**DATA LISTING**
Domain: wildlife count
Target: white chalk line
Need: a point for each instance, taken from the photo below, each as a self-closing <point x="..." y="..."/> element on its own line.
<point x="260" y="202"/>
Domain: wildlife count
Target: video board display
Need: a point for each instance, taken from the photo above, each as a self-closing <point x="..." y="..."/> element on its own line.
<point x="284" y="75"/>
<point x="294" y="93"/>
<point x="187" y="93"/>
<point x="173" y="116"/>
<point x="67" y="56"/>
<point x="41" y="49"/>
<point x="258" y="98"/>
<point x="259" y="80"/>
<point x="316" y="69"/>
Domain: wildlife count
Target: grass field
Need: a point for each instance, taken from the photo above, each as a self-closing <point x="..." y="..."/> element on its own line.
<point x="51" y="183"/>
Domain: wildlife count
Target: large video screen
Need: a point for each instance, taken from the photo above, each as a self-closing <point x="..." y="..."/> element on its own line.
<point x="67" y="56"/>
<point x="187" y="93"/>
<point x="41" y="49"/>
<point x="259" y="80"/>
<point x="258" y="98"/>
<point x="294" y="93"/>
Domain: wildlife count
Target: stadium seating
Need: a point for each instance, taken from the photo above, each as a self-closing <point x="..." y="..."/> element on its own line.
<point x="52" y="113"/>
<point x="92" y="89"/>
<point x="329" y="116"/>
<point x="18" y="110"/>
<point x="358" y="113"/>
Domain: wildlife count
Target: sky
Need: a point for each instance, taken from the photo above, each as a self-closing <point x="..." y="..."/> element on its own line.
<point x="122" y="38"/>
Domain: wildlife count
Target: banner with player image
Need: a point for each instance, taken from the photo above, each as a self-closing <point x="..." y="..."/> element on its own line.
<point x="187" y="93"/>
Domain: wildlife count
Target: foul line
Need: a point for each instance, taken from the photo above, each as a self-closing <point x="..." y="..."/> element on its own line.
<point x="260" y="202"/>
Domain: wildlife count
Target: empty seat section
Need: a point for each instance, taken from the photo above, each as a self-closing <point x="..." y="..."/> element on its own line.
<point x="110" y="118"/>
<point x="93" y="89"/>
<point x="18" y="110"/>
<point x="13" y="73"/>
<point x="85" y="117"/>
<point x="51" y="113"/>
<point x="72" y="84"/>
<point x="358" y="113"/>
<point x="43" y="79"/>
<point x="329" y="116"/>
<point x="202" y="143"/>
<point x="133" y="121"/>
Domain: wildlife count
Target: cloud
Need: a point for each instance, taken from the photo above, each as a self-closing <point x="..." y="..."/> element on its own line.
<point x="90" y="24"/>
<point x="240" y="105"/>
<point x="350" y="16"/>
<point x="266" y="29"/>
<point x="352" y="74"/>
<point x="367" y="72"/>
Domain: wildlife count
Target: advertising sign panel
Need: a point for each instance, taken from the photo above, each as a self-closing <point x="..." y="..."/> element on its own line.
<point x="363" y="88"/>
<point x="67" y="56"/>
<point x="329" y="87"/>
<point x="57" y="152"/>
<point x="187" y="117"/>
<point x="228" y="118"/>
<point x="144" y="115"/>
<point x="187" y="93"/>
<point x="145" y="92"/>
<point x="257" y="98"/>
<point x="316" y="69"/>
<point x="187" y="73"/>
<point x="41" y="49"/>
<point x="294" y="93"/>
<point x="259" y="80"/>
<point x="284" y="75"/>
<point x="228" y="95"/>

**YOUR ASSIGNMENT**
Gather from the records above every line containing the string "video".

**REPLY TO THE TASK**
Target: video board display
Target: large video screen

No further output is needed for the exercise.